(Data listing)
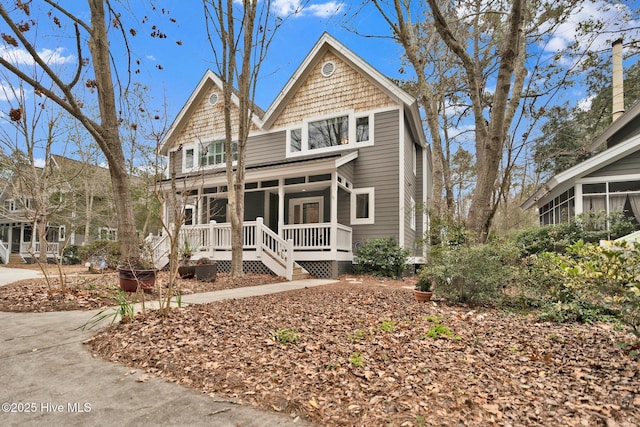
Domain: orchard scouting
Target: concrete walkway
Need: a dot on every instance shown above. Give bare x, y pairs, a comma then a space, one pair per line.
10, 275
47, 377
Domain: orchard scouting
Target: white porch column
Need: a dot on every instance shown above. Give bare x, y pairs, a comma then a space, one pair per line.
577, 199
280, 206
334, 213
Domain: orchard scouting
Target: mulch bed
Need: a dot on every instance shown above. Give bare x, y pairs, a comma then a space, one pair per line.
92, 291
364, 354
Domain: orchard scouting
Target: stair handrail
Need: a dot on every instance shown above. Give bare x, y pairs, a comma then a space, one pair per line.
4, 252
282, 250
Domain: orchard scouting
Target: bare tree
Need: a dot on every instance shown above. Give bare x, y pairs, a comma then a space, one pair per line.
106, 130
239, 35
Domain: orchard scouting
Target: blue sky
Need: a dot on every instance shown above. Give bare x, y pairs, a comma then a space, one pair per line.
185, 54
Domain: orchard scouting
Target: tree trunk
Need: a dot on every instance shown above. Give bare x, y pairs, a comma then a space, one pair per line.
109, 132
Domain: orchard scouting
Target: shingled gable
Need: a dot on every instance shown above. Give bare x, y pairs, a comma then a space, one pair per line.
622, 138
329, 45
191, 112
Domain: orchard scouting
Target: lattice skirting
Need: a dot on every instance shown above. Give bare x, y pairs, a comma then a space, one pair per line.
327, 269
255, 267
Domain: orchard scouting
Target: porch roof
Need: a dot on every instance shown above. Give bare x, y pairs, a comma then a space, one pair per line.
287, 167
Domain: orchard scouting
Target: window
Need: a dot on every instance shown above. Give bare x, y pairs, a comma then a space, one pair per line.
333, 133
329, 133
412, 214
362, 206
295, 140
307, 210
362, 129
189, 155
214, 154
415, 160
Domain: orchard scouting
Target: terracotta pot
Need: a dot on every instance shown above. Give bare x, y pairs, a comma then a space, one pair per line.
187, 271
206, 272
421, 296
131, 278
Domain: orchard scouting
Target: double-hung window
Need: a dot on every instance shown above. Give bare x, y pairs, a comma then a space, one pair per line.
214, 153
362, 205
332, 133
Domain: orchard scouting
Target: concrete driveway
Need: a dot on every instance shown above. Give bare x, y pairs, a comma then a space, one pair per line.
10, 275
48, 377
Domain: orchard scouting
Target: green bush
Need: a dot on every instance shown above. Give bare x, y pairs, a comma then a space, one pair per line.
586, 227
382, 257
101, 249
592, 283
70, 255
472, 275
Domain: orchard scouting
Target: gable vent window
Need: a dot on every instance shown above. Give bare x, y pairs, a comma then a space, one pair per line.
328, 68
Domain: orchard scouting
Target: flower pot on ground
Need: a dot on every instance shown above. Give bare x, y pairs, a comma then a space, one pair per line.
206, 270
131, 278
423, 290
187, 271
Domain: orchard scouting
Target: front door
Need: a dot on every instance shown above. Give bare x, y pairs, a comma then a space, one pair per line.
307, 210
15, 240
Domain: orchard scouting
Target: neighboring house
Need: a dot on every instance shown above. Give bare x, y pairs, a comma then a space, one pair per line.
607, 182
79, 209
340, 157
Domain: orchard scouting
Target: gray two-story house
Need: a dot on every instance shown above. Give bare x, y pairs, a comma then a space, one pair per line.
339, 157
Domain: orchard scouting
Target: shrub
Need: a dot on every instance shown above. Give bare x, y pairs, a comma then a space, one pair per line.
70, 255
382, 257
471, 274
587, 227
100, 249
592, 283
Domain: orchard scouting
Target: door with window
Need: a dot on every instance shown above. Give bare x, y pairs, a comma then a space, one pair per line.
307, 210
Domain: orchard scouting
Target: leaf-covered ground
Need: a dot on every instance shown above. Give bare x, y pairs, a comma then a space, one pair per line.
365, 354
90, 291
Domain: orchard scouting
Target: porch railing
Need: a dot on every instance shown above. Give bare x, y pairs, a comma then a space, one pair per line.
313, 237
52, 248
278, 253
4, 252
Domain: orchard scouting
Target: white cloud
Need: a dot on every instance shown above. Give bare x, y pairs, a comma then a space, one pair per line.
295, 8
585, 103
21, 57
615, 25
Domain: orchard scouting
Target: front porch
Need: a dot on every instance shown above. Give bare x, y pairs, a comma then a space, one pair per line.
323, 247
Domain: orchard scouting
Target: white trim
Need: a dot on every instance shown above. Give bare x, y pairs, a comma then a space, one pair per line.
401, 189
609, 178
330, 64
371, 191
350, 145
600, 160
412, 213
303, 200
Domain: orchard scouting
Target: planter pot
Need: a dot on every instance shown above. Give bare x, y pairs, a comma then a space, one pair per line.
421, 296
187, 271
130, 279
206, 272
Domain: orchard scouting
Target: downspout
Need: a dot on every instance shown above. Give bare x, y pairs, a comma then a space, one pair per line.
618, 80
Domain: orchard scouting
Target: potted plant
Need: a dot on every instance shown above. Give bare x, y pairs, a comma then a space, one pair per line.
134, 273
186, 270
424, 288
206, 270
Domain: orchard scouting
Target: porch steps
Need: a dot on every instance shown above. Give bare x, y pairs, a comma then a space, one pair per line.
299, 273
16, 259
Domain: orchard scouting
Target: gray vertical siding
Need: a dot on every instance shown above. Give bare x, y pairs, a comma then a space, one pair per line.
409, 188
625, 166
265, 148
377, 166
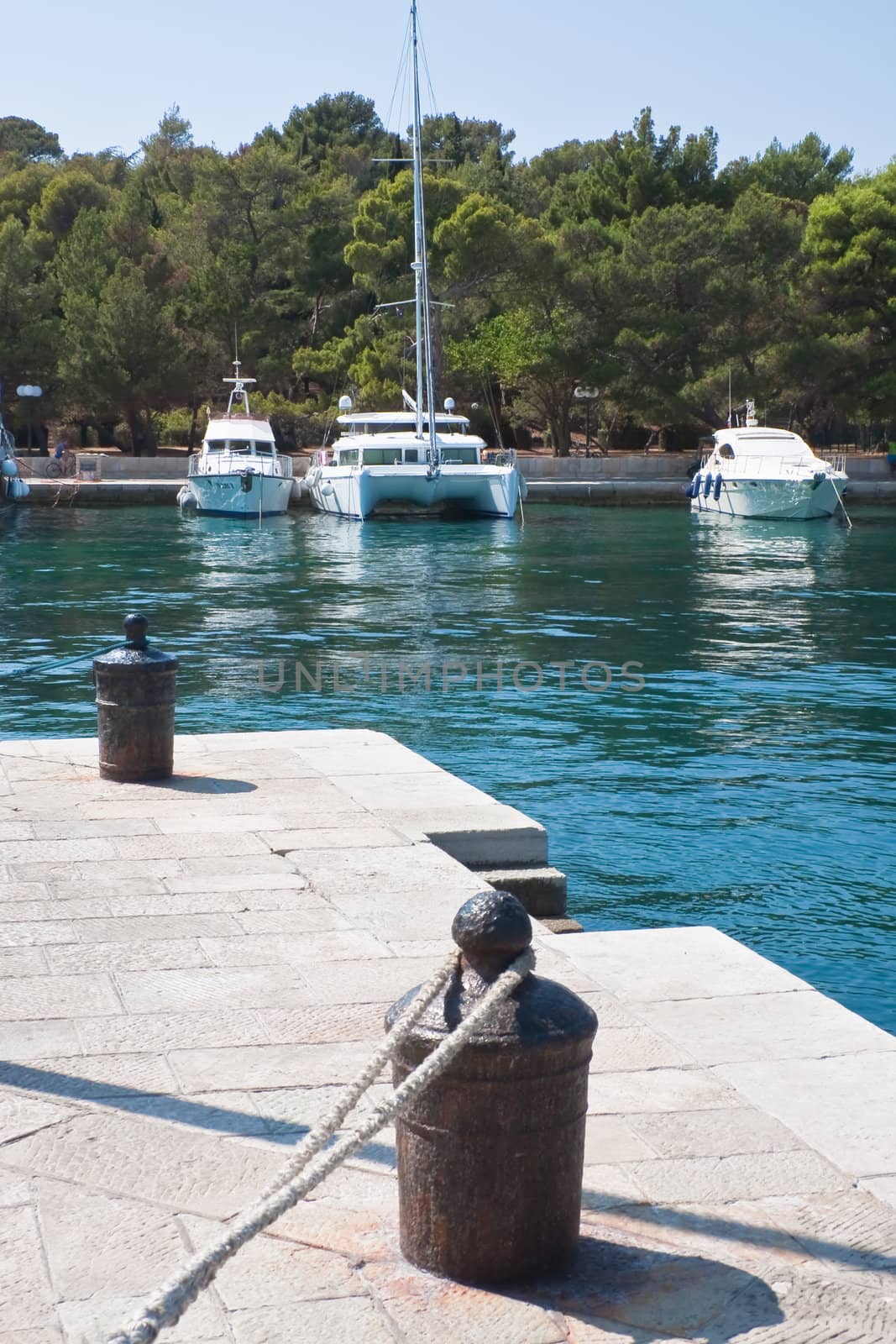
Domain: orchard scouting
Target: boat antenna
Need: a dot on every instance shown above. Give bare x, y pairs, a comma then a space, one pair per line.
421, 270
238, 391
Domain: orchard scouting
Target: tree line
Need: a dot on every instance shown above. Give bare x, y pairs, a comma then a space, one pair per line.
633, 264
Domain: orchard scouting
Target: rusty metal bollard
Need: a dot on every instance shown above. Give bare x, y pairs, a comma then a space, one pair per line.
490, 1153
136, 689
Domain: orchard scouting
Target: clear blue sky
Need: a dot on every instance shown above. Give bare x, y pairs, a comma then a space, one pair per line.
102, 73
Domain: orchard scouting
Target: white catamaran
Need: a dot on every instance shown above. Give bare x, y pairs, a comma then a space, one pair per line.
412, 460
238, 470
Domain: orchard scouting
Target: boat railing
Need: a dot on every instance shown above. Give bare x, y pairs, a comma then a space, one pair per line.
763, 467
280, 465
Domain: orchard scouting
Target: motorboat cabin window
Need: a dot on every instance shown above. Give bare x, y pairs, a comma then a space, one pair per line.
228, 445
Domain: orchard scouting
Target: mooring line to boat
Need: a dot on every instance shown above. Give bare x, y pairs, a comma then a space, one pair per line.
170, 1303
62, 663
840, 501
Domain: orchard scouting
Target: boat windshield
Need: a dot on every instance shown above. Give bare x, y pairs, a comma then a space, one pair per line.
238, 445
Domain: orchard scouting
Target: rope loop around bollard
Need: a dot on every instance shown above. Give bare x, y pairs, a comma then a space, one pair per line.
309, 1166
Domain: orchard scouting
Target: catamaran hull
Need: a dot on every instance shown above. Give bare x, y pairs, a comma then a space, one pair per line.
782, 501
360, 492
226, 495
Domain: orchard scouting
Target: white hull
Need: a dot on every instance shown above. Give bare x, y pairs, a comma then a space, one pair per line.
359, 491
786, 501
224, 494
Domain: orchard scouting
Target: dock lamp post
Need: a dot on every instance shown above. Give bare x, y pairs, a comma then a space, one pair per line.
29, 393
587, 396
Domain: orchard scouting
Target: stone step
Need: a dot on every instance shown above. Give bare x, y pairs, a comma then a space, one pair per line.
542, 890
562, 925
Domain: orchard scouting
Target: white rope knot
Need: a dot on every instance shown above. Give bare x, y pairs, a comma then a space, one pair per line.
308, 1166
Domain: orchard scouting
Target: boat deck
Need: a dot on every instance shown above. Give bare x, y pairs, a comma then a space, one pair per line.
190, 969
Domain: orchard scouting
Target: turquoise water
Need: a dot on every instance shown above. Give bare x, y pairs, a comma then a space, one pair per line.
747, 785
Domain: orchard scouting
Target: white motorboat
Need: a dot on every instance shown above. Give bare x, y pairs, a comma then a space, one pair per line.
238, 470
13, 488
758, 472
412, 461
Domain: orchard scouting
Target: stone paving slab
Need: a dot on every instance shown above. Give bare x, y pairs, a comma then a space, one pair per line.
190, 971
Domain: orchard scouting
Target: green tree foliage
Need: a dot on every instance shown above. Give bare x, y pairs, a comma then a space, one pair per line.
631, 262
851, 280
27, 331
27, 140
801, 172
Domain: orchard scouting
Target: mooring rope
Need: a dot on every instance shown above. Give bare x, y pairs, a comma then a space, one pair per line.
63, 663
309, 1166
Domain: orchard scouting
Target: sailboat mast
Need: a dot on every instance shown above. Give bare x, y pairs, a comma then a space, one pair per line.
421, 270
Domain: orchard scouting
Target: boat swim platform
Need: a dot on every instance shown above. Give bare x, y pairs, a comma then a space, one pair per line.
190, 969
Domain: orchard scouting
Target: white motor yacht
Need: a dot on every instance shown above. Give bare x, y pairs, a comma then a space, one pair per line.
238, 470
412, 460
758, 472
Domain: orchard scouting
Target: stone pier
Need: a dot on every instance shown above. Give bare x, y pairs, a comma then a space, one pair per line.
190, 971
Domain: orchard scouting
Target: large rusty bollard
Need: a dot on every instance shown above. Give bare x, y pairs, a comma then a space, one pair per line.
490, 1153
136, 690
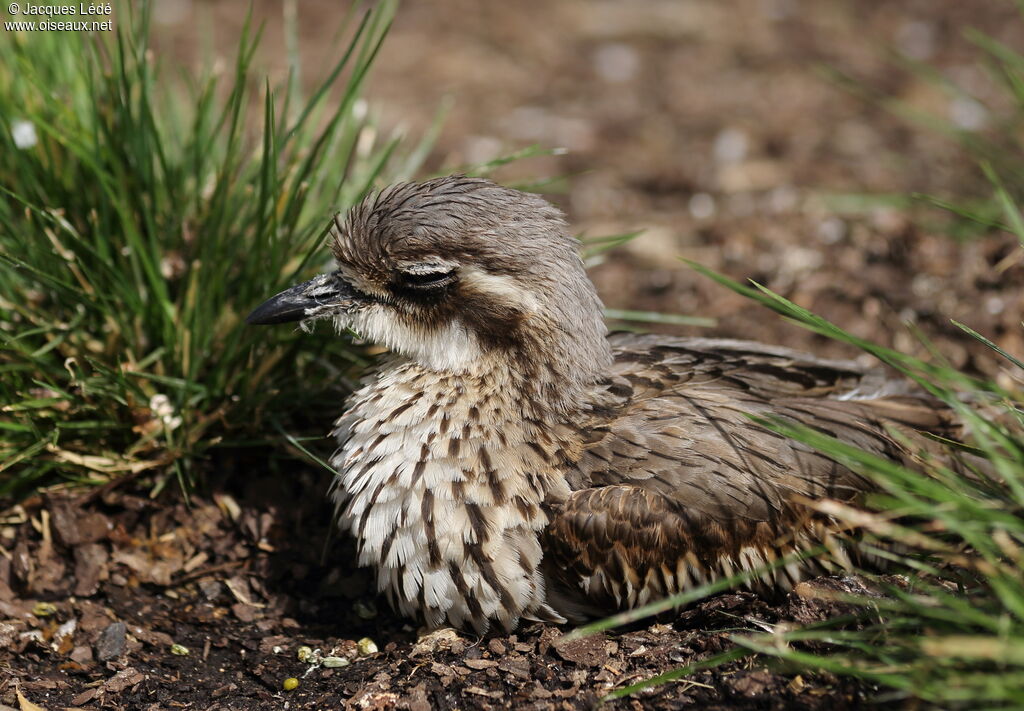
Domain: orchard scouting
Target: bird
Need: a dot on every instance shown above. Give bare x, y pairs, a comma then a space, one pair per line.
508, 460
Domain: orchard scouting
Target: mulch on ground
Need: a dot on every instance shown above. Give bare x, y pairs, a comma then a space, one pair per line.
128, 602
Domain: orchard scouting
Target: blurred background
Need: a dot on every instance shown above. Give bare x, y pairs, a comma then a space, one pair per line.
772, 139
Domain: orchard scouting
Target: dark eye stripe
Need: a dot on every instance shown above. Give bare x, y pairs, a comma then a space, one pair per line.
426, 280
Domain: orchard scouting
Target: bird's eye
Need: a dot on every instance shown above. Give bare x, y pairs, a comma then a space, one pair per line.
423, 280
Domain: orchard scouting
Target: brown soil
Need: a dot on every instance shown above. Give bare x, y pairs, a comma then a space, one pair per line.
95, 595
708, 123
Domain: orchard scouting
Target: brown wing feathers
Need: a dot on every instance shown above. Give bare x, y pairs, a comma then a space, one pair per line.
684, 487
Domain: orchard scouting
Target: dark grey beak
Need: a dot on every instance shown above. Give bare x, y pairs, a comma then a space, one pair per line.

### OBJECTIVE
Report how many lines in the listing contain the word "concrete". Case counts, and the reply should be the number alone.

### PROBLEM SOLUTION
2